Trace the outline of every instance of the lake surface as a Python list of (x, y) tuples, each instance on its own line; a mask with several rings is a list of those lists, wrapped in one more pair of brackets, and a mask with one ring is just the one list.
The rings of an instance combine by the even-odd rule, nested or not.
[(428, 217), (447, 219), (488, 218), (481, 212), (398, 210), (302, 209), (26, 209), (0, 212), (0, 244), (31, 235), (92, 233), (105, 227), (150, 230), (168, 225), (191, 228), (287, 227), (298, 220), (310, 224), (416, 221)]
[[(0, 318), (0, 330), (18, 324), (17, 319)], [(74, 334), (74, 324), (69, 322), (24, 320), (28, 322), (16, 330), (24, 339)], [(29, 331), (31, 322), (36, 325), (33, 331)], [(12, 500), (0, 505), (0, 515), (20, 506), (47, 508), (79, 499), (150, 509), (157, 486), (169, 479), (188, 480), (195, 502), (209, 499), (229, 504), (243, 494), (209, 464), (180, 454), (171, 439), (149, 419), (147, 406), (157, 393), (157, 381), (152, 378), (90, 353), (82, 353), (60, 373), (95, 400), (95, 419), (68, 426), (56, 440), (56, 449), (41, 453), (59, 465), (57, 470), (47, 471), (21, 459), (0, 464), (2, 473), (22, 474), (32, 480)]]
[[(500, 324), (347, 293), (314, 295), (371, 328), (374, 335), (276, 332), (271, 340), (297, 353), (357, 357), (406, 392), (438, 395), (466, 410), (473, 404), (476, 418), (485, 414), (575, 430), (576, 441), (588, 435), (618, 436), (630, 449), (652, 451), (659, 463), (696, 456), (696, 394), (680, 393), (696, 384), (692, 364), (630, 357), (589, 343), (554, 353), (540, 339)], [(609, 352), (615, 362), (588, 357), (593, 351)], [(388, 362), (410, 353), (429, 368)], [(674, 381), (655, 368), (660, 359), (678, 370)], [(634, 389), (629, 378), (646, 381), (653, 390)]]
—————
_Short exercise_
Transcribe each of the items above word for word, keeping every line as it appears.

_Written solution_
Trace the outline of every instance of the lake surface as a Python list of (x, y) tuples, each instance on its own line; a mask with several rings is a list of those lists, wrapped in one more pair of brackets, and a mask with one ring is just the one list.
The rings of an instance combine by the even-odd rule, nested or not.
[(428, 217), (447, 219), (488, 218), (481, 212), (398, 210), (302, 209), (26, 209), (0, 212), (0, 244), (31, 235), (92, 233), (105, 227), (150, 230), (168, 225), (191, 228), (287, 227), (298, 220), (310, 224), (416, 221)]
[[(0, 318), (0, 330), (18, 324), (17, 319)], [(74, 334), (74, 324), (69, 322), (24, 320), (28, 322), (16, 330), (24, 339)], [(29, 331), (31, 322), (36, 325), (33, 331)], [(12, 500), (0, 505), (0, 515), (20, 506), (47, 508), (79, 499), (150, 509), (157, 486), (169, 479), (188, 480), (195, 502), (209, 499), (229, 504), (243, 494), (209, 464), (180, 454), (171, 439), (149, 419), (147, 406), (157, 393), (157, 381), (152, 378), (90, 353), (82, 353), (60, 373), (95, 400), (95, 419), (68, 426), (56, 440), (56, 449), (41, 453), (59, 465), (57, 470), (47, 471), (21, 459), (0, 464), (2, 473), (22, 474), (32, 480)]]
[[(500, 324), (347, 293), (314, 295), (371, 328), (374, 335), (276, 332), (271, 340), (297, 353), (357, 357), (406, 392), (438, 395), (466, 410), (473, 404), (476, 418), (485, 414), (575, 430), (576, 441), (588, 435), (618, 436), (630, 449), (652, 451), (659, 463), (696, 456), (696, 394), (680, 393), (696, 384), (692, 364), (630, 357), (589, 343), (554, 353), (540, 339)], [(609, 352), (615, 362), (588, 357), (593, 351)], [(388, 362), (410, 353), (429, 368)], [(674, 381), (655, 368), (660, 359), (678, 370)], [(634, 389), (629, 378), (646, 381), (653, 390)]]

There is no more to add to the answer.